STATED TASK: For each numbered statement, say yes or no to whether it agrees with the neural network introduction below, and quote the words of that text that settle it. 1. The hidden layers use ReLU as their activation function. 2. The images to be classified are in color. 3. The test data is loaded with the train setting turned on.

PAGE EXCERPT:

============================================================

## Introduction
Suppose you have a 28x28 set of grayscale images, and you're assigned to 
classify whether it's certain class or not, considering there are 10 
classes. You can try a neural network for this task, so you devise the 
following architecture:  

![image1.png](../images/image1.png)  

Each node correspond to a pixel of the image. Hidden layers have activation 
functions defined (in this case, ReLU), and the output layer has a final 
decision layer (LogSoftmax) for the ten classes it has.

We could try another architecture with each hidden layer having 784 nodes, 
that it, the same quantity that the input layer. So each node is connected 
to the other nodes, and that connection is called weight. What we want is 
to find the weight that minimizes the prediction error. So we train our 
neural network and we can calculate how many parameters (the weights) we 
will need. For this case:

![image2.png](../images/image2.png)  

In [1]:
import torch
if torch.backends.mps.is_available():
    mps_device = torch.device("mps")
    x = torch.ones(1, device=mps_device)
    print (x)
else:
    print ("MPS device not found.")

tensor([1.], device='mps:0')


In [7]:
from torch import nn
from torch.utils.data import DataLoader
from torchvision import datasets
from torchvision.transforms import ToTensor

In [8]:
training_data = datasets.FashionMNIST(
    root='data',
    train=True,
    download=True,
    transform=ToTensor()
)

test_data = datasets.FashionMNIST(
    root='data',
    train=False,
    download=True,
    transform=ToTensor(),
)

============================================================

Data items:
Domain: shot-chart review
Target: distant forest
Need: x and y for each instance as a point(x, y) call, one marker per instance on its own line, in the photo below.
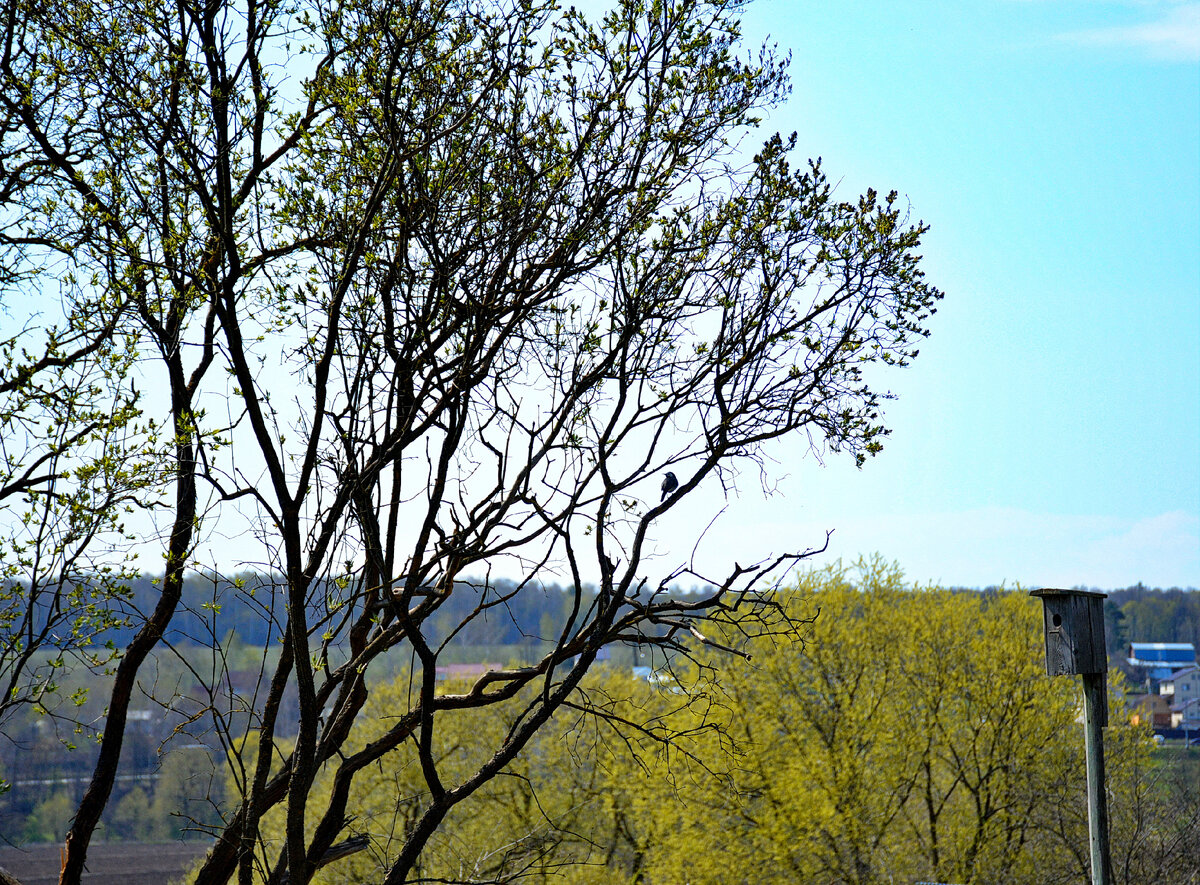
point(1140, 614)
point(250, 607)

============================================================

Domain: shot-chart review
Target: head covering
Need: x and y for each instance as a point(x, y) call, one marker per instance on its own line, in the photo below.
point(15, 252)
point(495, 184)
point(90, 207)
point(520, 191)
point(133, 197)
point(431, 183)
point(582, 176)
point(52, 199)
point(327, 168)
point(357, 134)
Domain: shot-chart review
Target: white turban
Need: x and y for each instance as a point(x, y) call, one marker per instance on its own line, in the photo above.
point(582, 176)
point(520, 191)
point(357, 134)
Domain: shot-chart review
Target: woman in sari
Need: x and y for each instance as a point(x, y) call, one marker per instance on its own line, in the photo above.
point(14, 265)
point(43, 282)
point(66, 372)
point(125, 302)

============================================================

SOLUTION TO THE PROBLEM:
1. Yes: "Hidden layers have activation functions defined (in this case, ReLU)"
2. No: "a 28x28 set of grayscale images"
3. No: "train=False"